> _OBJECTIVE_: Copy the entries verbatim, from their first line through the line containing "[84,235,115,256]", inclusive.

> _TASK INPUT_:
..............................

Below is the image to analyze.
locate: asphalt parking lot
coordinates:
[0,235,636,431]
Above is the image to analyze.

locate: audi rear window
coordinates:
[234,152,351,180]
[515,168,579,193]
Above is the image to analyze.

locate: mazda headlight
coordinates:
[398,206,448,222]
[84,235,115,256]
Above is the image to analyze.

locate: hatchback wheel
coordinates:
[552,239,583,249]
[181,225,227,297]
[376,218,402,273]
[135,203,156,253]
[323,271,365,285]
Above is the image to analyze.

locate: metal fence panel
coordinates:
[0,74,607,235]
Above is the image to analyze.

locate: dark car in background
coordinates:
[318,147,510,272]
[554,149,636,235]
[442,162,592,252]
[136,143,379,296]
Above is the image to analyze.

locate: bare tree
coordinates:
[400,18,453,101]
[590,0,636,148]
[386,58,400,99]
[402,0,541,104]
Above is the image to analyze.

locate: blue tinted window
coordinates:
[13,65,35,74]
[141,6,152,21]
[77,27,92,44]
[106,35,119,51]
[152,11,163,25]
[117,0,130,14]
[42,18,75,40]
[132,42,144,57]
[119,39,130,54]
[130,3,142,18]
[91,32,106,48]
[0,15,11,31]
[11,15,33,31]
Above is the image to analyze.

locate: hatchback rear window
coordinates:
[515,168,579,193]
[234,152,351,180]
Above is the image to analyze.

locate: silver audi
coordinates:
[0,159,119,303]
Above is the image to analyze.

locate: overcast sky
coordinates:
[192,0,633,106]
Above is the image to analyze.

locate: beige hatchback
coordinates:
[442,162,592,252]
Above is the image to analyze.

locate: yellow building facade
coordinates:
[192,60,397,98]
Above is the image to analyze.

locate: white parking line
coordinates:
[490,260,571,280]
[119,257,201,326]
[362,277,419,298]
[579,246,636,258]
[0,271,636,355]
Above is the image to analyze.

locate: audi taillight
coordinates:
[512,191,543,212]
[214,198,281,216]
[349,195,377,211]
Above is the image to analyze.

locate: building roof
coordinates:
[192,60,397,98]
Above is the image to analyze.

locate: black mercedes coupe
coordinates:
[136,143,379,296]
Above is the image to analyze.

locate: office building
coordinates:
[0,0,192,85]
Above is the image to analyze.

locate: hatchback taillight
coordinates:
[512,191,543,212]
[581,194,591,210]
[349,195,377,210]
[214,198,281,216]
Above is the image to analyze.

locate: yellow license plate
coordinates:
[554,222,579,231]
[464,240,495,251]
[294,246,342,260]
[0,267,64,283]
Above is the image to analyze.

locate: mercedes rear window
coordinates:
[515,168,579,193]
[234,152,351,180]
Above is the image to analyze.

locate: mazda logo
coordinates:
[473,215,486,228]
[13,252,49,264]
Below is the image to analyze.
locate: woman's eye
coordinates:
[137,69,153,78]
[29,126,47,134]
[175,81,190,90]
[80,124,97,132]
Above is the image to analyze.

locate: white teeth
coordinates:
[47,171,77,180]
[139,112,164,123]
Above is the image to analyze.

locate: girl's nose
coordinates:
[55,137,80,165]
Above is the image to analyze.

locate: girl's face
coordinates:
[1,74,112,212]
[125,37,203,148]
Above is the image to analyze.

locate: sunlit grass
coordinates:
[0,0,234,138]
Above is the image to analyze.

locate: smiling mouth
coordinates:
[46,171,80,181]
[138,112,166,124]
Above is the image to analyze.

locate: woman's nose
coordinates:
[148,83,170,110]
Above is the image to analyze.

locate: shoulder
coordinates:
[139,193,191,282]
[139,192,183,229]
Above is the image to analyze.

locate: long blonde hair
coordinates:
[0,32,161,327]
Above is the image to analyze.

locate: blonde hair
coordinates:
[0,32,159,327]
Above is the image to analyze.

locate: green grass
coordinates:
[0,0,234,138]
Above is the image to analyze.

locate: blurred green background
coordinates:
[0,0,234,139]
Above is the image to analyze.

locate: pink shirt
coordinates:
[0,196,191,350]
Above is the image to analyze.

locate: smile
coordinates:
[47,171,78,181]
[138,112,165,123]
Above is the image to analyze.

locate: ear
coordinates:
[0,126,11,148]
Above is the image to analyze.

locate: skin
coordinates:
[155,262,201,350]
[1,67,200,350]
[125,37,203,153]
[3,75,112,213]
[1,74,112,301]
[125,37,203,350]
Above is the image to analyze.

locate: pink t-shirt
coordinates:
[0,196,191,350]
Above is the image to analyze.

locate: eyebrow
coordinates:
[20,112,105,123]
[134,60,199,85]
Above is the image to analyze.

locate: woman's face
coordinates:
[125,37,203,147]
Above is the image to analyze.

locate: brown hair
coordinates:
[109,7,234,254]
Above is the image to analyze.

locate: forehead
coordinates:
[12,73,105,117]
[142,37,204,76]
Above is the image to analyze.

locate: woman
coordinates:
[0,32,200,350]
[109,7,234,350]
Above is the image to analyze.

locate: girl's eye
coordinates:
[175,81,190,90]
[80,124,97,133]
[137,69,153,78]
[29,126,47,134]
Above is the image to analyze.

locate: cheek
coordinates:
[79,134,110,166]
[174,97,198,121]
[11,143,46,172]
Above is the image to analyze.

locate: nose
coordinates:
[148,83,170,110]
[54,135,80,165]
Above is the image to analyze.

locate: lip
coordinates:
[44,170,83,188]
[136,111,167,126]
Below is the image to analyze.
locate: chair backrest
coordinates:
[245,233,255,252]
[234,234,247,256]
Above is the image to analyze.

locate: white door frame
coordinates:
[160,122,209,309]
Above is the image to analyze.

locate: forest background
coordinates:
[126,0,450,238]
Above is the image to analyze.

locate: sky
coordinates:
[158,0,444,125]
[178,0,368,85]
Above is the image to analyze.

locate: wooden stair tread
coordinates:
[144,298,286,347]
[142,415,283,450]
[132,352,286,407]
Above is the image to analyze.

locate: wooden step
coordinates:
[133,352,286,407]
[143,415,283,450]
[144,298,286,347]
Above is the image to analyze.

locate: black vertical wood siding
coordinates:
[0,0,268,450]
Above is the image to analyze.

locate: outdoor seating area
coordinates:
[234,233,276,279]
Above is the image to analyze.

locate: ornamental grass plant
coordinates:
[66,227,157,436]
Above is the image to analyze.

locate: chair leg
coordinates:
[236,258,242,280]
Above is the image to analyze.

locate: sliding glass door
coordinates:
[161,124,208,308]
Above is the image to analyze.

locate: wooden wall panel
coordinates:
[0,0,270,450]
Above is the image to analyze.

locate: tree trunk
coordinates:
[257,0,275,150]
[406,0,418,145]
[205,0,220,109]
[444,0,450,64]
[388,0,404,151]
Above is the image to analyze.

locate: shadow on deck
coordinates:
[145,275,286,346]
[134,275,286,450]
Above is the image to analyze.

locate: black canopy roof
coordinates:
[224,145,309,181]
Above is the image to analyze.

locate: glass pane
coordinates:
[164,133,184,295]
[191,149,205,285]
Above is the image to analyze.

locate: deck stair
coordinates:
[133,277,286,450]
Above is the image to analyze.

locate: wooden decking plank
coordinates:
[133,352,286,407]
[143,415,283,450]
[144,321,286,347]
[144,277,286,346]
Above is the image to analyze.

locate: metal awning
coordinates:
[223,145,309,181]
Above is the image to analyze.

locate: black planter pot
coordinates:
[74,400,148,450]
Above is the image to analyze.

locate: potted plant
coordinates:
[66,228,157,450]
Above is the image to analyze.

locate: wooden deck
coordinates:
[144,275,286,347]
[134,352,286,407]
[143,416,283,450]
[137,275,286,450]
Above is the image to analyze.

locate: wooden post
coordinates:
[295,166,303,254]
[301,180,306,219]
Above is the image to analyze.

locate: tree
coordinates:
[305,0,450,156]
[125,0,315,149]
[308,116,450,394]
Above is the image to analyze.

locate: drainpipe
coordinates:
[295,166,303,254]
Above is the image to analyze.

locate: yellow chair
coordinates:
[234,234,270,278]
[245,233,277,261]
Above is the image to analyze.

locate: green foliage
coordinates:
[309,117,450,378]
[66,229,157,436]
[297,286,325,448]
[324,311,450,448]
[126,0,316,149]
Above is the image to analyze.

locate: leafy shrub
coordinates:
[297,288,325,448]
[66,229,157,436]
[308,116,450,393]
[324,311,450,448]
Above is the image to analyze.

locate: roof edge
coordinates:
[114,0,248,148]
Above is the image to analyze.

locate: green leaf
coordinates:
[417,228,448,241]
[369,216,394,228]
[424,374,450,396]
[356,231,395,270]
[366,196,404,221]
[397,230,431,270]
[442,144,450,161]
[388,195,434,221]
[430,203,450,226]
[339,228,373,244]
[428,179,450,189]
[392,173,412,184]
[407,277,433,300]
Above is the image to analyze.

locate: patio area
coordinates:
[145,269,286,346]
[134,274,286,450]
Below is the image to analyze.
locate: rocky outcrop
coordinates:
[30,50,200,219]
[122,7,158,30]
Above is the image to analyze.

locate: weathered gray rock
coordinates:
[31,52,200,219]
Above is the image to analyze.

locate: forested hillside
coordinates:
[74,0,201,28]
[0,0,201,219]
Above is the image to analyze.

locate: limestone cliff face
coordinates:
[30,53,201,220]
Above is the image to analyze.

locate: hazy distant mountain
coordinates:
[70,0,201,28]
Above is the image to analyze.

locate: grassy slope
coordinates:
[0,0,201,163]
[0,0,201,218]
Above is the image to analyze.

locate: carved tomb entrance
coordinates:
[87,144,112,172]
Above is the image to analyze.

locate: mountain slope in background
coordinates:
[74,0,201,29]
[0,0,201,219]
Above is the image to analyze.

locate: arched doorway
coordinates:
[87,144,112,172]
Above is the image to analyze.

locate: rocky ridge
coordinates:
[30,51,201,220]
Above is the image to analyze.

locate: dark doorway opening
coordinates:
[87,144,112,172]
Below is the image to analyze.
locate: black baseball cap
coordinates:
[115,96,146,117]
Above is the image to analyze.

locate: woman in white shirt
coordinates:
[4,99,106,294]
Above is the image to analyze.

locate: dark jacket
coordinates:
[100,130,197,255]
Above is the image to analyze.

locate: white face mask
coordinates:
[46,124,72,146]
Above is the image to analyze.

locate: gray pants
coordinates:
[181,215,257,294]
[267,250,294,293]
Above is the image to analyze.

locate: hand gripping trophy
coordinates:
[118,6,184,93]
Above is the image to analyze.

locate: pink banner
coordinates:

..............................

> _EXPECTED OUTPUT_:
Below is the image to analyze.
locate: asphalt parking lot
coordinates:
[0,235,636,431]
Above is the image to analyze.

locate: audi rear window
coordinates:
[234,152,351,180]
[515,168,579,193]
Above is the image to analyze.

locate: mazda headlight
coordinates:
[398,206,448,222]
[84,235,115,256]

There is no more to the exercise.